▶ [TO BE DONE] Render all the lines of the items below as a numbered list, omitting every blank line.

Shape annotation entries
···

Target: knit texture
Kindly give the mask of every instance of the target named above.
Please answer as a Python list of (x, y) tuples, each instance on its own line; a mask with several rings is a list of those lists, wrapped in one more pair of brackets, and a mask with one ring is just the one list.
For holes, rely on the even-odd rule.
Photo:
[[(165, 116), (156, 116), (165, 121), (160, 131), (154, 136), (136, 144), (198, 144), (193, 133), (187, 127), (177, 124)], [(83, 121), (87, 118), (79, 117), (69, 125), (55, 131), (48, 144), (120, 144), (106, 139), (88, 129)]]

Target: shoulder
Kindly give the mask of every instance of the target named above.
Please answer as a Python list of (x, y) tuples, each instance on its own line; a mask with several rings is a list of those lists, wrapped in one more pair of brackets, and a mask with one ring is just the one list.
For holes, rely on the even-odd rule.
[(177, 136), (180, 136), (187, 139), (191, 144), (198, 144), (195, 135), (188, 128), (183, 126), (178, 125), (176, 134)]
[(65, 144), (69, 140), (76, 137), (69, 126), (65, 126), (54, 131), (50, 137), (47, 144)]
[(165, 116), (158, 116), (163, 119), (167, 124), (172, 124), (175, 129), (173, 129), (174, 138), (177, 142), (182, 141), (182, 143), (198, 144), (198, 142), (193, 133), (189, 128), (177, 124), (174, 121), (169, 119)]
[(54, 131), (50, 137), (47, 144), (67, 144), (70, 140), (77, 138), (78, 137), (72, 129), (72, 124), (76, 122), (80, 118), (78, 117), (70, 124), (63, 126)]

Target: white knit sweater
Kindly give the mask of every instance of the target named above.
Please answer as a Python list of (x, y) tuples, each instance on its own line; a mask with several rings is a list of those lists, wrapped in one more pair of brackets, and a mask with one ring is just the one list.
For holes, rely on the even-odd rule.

···

▶ [SOLUTION]
1. Target: knit texture
2. Kindly give the mask of every instance of the target named above.
3. Please answer as a Python list of (x, y) tuples, each instance on its own line; a mask with several rings is a list of those lists, wrapped in one more pair of brackets, and a mask with one ring is just the one list.
4. For holes, rely on the even-odd rule.
5. Photo:
6. [[(165, 116), (156, 116), (165, 121), (160, 131), (154, 136), (136, 144), (198, 144), (193, 133), (187, 127), (177, 124)], [(83, 121), (87, 118), (79, 117), (69, 125), (55, 131), (48, 144), (120, 144), (106, 139), (88, 129)]]
7. Target: shoulder
8. Kindly give the mask of every instance of the target named above.
9. Please answer as a Python list of (x, y) tuples, each instance on its own line; a mask with several rings is a list of those lists, wrapped in one more pair of brackets, and a mask with one ring is just the one list.
10. For holes, rely on the even-odd rule.
11. [(177, 136), (180, 136), (187, 139), (191, 144), (198, 144), (195, 135), (188, 128), (183, 126), (178, 125), (176, 134)]
12. [(65, 144), (69, 140), (76, 137), (69, 126), (65, 126), (54, 131), (50, 137), (47, 144)]
13. [(165, 116), (158, 116), (163, 119), (167, 124), (172, 124), (175, 129), (173, 129), (174, 138), (177, 142), (182, 141), (182, 143), (198, 144), (198, 142), (193, 133), (189, 128), (177, 124), (174, 121), (169, 119)]
14. [(54, 131), (50, 137), (47, 144), (67, 144), (70, 140), (77, 138), (78, 137), (72, 129), (72, 124), (76, 122), (80, 118), (78, 117), (70, 124), (63, 126)]
15. Target: white knit sweater
16. Kindly give the mask of every instance of the target named above.
17. Please answer as a Python list of (x, y) tuples, each instance on its own line; a mask with several rings is a list of those lists, wrapped in one more pair of brackets, and a mask with one ring is just the one list.
18. For holes, rely on the even-odd rule.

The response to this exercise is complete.